* Task details: Reproduce verbatim the lines of the records below, starting with the line that contains "Guideline: for every instance of the black" and continuing through the final line of the records, both ends included.

* Given entries:
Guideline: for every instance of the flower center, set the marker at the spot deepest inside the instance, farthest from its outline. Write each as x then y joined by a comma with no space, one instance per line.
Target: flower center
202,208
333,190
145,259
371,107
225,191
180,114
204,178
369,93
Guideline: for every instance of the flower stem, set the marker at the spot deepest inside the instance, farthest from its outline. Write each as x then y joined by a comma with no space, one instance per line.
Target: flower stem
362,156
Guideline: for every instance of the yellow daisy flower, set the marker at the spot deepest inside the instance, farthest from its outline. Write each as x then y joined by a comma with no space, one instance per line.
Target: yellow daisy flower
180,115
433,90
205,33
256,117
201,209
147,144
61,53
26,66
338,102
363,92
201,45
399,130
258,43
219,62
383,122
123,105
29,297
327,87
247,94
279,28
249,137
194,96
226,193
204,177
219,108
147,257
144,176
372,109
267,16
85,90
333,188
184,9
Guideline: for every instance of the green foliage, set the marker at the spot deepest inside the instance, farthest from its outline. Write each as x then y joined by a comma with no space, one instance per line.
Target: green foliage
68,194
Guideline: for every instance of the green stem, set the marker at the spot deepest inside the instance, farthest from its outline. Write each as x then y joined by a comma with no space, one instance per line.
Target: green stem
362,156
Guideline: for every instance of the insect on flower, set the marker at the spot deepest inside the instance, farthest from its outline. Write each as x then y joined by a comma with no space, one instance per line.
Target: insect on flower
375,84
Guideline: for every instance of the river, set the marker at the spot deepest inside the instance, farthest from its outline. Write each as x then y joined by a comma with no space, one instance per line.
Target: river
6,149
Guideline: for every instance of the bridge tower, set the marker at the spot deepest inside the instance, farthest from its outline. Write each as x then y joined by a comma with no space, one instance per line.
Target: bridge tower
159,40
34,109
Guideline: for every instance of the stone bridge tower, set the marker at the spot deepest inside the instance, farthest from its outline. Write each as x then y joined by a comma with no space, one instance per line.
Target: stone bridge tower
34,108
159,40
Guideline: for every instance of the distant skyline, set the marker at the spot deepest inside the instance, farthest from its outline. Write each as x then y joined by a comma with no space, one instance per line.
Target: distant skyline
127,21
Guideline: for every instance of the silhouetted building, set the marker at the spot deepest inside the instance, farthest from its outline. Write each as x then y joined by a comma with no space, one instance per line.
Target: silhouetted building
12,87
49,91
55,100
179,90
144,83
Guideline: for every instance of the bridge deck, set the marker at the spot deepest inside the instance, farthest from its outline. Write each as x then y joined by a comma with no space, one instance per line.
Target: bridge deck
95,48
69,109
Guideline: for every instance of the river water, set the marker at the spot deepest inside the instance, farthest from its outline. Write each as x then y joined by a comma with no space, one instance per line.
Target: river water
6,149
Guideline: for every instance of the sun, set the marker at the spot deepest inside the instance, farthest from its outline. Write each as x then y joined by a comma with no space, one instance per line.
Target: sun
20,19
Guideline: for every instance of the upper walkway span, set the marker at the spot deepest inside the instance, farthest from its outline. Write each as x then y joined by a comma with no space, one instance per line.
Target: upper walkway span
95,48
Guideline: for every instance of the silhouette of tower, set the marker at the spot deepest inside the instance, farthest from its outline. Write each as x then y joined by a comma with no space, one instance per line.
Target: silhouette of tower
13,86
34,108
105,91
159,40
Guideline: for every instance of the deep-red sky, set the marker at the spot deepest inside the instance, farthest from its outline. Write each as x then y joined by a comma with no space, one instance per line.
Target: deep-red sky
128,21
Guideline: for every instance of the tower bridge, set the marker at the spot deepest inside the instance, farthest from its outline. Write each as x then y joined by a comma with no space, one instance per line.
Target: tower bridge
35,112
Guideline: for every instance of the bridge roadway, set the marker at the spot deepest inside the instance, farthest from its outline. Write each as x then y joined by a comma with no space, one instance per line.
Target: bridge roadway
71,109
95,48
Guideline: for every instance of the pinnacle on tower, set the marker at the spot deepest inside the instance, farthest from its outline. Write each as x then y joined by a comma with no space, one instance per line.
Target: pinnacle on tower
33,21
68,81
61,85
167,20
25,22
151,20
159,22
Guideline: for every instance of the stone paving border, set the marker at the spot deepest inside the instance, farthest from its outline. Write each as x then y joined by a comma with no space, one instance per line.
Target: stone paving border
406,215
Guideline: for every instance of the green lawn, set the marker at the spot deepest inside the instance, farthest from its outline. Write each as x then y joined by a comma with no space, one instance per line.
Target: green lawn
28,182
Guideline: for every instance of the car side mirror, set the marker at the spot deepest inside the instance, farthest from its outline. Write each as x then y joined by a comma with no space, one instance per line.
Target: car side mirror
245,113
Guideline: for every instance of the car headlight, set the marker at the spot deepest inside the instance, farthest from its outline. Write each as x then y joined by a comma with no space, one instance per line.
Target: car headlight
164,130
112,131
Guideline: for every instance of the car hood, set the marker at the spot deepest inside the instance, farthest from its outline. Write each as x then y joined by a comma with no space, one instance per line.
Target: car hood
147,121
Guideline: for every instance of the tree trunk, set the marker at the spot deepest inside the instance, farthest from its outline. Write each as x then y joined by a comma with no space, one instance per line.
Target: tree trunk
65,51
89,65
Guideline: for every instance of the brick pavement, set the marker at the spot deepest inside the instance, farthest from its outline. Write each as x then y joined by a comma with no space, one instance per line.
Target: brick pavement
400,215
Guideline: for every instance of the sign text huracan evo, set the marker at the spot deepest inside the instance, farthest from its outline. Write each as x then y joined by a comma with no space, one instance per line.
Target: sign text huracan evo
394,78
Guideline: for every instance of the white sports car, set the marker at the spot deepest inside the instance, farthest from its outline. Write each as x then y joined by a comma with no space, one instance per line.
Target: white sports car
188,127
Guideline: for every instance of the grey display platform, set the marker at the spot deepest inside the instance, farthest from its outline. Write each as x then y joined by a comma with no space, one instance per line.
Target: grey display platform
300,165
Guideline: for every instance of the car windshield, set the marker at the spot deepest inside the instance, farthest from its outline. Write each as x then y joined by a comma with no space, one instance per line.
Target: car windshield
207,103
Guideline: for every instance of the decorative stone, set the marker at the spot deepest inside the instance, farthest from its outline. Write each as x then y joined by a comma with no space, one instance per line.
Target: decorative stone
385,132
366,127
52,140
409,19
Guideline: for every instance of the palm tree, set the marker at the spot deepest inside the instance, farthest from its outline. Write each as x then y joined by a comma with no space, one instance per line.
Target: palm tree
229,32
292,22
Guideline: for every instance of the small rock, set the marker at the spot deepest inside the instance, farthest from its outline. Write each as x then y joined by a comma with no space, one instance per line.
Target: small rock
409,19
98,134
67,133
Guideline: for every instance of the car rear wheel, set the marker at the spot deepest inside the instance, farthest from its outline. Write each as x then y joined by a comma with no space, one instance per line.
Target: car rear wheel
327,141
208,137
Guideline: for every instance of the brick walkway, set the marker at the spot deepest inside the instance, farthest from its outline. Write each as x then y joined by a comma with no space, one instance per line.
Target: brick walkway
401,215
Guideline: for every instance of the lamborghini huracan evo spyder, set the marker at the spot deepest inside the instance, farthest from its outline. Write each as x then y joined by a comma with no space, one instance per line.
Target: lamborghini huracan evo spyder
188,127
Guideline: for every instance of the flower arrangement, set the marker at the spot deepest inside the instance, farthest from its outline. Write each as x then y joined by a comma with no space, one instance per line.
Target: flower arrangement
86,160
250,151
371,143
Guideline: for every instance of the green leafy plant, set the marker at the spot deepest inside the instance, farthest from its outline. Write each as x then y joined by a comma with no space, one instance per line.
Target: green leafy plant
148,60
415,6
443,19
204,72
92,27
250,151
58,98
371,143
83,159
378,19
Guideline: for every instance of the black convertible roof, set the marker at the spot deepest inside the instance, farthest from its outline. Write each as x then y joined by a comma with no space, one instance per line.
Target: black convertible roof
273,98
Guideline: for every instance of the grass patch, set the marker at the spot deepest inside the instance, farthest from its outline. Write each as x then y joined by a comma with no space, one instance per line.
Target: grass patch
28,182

* Full response:
Guideline: for every instance of the black convertible roof, set the marker at the spot deepest inside the instance, farthest from its outline. Write each as x then y joined by a comma with no space, one instance per line.
Target: black convertible roof
273,98
Guideline: for every instance of the grass patch, set the marker at the spot deepest inside the instance, farthest from its outline. Write each as x then y joined by a comma with no space, one instance per line.
Target: grass patch
28,182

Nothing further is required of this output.